====== GEZEIGTER TEXTAUSZUG
Lange war es angenehm still um die Hamburger Originale von Tocotronic, doch jetzt schickt die eigensinnige Musikantentruppe sich mit einem neuen Longplayer an, die kommende Festivalsaison aufzumischen. "Unendlichkeit" heißt das Machwerk aus der Kugelschreiberfeder von Mastermind und Allrounder Dirk von Lotzow – wohl ein Verweis auf die Unendlichkeit. Die Platte geht direkt rockig los: eingängige Riffs, deftige Drums, dazu röhrt Lotzow in bekannter Manier einen flott gereimten Text über die Unendlichkeit der Liebe und fragt seine Angebetete, ob sie ihm bis ans Ende des Universums folgen möchte. So kennt man es von den "deutschen Foo Fighters" (Linus Volkmann), das ist das Erfolgsrezept, mit dem seit Jahren Kasse gemacht wird. Und so ist es wenig verwunderlich, daß in formaler Hinsicht auf dem Album kaum Überraschungen zu verzeichnen sind.

Es wird solide gerockt, die Tonart ist durchgängig C-Dur, fast meint man im Hintergrund die Bierflaschen aneinanderscheppern zu hören. Stimmungsmucke vom Feinsten pur, die einfach überall funktioniert, ob im Stadion oder beim Abschlußball einer Realschulklasse! Doch nicht zu unrecht ist Tocotronic weniger für seine musikalischen Arrangements denn für Inhalte berühmt. Textlich wagt man sich auf teilweise unbeackertes Terrain, etwa bei "Electric Guitar", wo der ehemalige Maschinenbaustudent Lotzow die Funktionsweise einer elektrischen Gitarre detailliert erklärt. Das wirkt durch den Reimzwang zwar teilweise bemüht, doch sollte dieses Experiment wohl auch mit einem Ohrenzwinkern gehört werden, etwa bei Zeilen wie diesen: "Und dann vibriert die Saite wie ein Vibrator, / das elektrische Signal wird weitergeleitet wie durch ein Rohr." Immerhin spart man sich durch das Lied die Lektüre des entsprechenden Wikipediaartikels, eingängiger wurden Bildungsinhalte noch nie transportiert!
============
ZU BEARBEITEN:
1. Wiederholen Sie aus der Albumbesprechung wortgetreu die Stelle, die bei „Lange war es“ einsetzt und bei „zu verzeichnen sind.“ aufhört.
2. Beantworten Sie anhand der Albumbesprechung diese Fragen:
(a) Welchen Titel trägt das neue Album?
(b) In welcher Tonart ist das Album durchgängig gehalten?
(c) Welches Fach hat Dirk von Lotzow früher studiert?
====== DATENSÄTZE
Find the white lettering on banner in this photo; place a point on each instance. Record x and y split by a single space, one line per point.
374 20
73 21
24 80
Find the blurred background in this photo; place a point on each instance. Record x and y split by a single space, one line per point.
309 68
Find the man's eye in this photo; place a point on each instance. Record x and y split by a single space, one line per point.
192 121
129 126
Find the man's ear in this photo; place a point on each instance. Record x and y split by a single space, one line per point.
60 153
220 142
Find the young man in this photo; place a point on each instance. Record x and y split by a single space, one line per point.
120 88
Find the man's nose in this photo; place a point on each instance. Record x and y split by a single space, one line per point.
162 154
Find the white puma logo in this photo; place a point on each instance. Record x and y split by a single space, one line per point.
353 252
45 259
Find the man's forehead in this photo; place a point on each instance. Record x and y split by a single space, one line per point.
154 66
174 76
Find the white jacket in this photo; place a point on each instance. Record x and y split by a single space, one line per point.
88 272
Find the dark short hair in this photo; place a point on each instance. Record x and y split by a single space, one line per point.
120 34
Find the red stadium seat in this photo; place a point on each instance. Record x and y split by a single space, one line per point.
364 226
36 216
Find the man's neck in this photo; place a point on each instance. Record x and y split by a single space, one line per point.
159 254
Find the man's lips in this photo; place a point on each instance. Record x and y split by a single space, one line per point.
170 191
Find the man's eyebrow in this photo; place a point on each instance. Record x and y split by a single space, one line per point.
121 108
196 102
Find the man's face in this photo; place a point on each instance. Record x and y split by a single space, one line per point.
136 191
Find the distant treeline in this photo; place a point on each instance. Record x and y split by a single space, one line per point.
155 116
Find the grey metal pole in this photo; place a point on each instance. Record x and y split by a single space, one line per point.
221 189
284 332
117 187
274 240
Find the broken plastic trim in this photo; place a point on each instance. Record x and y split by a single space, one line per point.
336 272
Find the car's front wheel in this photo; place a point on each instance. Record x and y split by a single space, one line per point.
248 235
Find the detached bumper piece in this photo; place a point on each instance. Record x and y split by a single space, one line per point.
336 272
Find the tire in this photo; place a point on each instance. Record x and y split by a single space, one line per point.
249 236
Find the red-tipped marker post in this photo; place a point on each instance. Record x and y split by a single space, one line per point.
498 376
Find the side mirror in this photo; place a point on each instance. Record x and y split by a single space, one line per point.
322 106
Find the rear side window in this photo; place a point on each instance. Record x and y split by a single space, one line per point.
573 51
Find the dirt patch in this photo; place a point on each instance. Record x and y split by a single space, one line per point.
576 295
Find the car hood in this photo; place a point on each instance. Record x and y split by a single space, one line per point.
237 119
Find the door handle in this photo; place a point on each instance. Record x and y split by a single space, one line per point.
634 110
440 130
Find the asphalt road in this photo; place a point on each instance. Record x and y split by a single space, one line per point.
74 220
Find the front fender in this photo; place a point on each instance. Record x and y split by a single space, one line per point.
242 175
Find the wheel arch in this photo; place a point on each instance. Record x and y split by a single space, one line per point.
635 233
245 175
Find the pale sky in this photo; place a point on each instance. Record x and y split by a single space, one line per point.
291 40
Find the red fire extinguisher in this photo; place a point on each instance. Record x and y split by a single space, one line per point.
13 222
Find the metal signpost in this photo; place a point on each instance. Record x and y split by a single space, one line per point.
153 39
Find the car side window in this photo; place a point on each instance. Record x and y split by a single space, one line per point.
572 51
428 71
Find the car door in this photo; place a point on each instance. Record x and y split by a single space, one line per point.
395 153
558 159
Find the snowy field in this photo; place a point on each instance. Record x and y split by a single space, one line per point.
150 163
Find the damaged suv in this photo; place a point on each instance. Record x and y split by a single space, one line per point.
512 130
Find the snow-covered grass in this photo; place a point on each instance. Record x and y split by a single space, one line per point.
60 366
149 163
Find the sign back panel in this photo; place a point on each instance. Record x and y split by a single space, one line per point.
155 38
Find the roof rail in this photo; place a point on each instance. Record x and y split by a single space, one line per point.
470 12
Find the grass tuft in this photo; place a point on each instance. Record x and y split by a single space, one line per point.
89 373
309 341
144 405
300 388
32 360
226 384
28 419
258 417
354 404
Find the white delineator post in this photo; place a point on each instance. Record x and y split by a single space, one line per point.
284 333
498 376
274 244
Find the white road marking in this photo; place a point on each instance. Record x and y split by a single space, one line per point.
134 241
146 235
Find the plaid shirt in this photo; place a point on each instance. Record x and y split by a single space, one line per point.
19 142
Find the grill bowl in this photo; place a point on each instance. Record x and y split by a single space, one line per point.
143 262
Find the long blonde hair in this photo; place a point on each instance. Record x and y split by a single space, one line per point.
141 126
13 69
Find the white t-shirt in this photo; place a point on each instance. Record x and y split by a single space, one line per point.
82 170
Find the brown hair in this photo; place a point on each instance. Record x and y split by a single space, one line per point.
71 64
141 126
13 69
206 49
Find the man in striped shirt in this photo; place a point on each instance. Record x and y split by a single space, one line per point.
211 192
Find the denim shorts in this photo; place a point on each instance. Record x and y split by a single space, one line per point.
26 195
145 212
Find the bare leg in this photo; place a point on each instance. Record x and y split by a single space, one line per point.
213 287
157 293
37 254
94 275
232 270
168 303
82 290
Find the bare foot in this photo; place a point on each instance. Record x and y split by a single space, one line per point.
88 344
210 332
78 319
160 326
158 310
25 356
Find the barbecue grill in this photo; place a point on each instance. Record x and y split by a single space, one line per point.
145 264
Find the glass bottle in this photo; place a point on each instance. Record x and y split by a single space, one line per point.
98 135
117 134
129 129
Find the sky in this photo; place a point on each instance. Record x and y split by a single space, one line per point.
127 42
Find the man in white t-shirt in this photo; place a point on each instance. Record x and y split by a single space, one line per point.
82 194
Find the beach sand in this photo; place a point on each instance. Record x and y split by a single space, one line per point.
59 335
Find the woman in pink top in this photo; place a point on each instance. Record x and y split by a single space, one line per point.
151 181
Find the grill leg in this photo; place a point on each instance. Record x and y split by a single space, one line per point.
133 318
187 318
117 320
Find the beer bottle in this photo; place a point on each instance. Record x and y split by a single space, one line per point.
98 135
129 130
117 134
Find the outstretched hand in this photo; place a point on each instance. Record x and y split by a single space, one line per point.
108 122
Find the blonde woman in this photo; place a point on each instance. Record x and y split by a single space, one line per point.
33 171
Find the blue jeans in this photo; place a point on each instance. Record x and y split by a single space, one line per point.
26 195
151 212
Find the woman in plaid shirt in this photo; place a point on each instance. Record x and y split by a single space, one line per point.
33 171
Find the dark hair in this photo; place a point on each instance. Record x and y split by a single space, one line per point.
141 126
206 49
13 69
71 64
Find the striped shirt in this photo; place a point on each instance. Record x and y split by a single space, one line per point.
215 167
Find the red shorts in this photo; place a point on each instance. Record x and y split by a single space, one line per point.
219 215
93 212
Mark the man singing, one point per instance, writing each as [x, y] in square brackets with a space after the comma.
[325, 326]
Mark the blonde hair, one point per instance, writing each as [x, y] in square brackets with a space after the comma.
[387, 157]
============
ANTWORTEN JE AUFGABE:
1.
Lange war es angenehm still um die Hamburger Originale von Tocotronic, doch jetzt schickt die eigensinnige Musikantentruppe sich mit einem neuen Longplayer an, die kommende Festivalsaison aufzumischen. "Unendlichkeit" heißt das Machwerk aus der Kugelschreiberfeder von Mastermind und Allrounder Dirk von Lotzow – wohl ein Verweis auf die Unendlichkeit. Die Platte geht direkt rockig los: eingängige Riffs, deftige Drums, dazu röhrt Lotzow in bekannter Manier einen flott gereimten Text über die Unendlichkeit der Liebe und fragt seine Angebetete, ob sie ihm bis ans Ende des Universums folgen möchte. So kennt man es von den "deutschen Foo Fighters" (Linus Volkmann), das ist das Erfolgsrezept, mit dem seit Jahren Kasse gemacht wird. Und so ist es wenig verwunderlich, daß in formaler Hinsicht auf dem Album kaum Überraschungen zu verzeichnen sind.

2.
(a) „Unendlichkeit“
(b) In C-Dur
(c) Maschinenbau